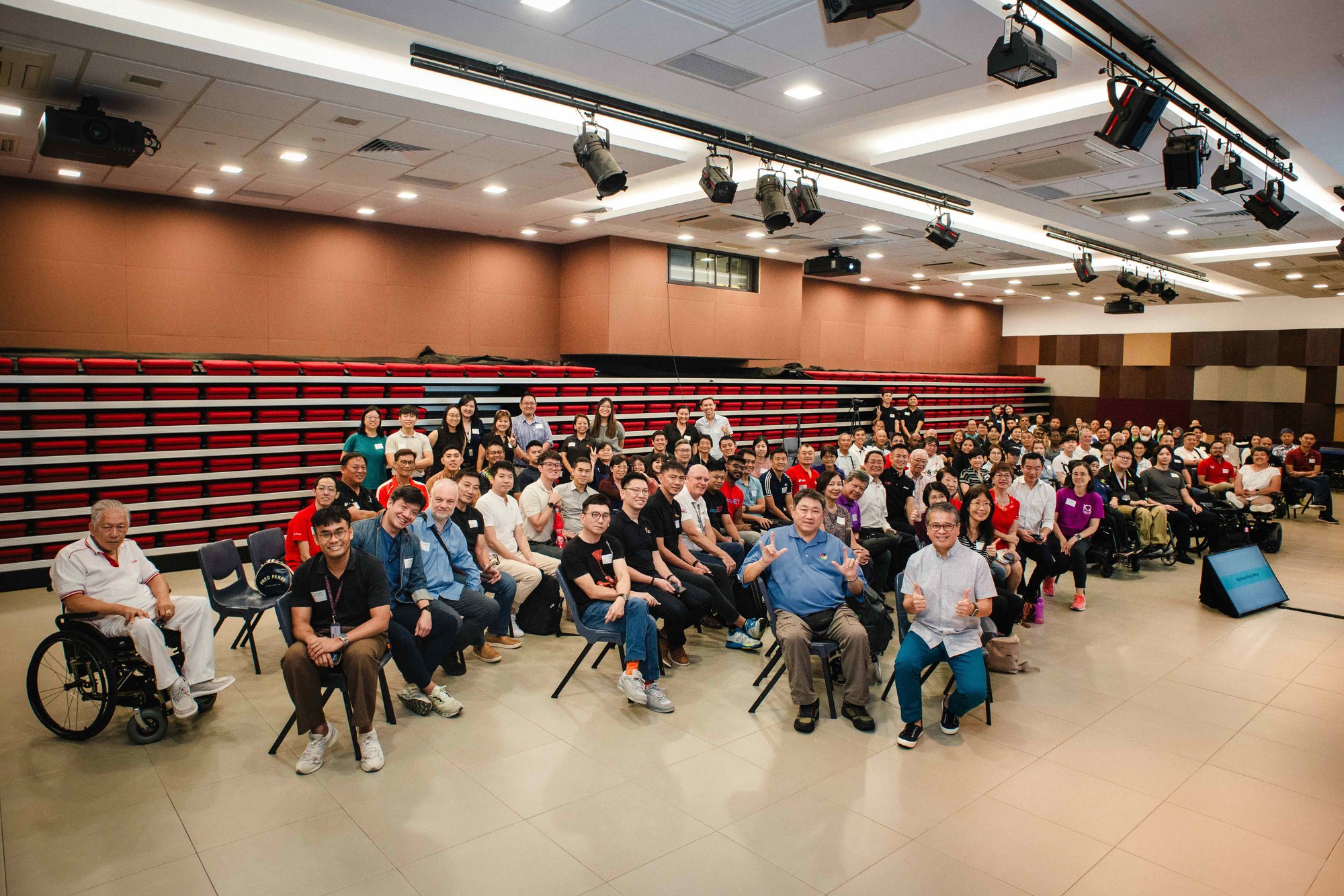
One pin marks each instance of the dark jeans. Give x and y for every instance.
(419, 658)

***

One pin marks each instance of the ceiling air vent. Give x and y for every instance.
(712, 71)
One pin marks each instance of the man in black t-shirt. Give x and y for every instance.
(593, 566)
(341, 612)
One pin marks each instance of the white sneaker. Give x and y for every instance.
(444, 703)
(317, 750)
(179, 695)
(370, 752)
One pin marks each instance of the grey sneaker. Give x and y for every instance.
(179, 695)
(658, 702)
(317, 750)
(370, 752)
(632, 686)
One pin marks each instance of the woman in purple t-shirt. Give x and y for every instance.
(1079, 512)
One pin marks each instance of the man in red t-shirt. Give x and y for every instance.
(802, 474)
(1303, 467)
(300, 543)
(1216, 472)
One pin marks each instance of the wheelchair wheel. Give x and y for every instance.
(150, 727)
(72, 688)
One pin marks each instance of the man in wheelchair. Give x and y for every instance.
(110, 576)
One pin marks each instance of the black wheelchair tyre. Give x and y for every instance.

***

### Direction:
Could you repeat, word for word, the stretch of lines that opens with the line containing "One pin marks each instance of the man in red" and closes with the line containing "One pin marks each instance of the black", including both of those lines?

### Finished task:
One pin marks each instance of the man in red t-shirt. Give x and y for every instance.
(802, 474)
(1303, 467)
(300, 543)
(1216, 472)
One pin marks each instance of the wheelchair wheel. Give x and y for every instance.
(150, 727)
(72, 688)
One pin marks each instance of the man in wheelchair. Give x and y for every instance.
(110, 576)
One pin marks each instance of the black wheelchair tyre. Give x and y for every instance.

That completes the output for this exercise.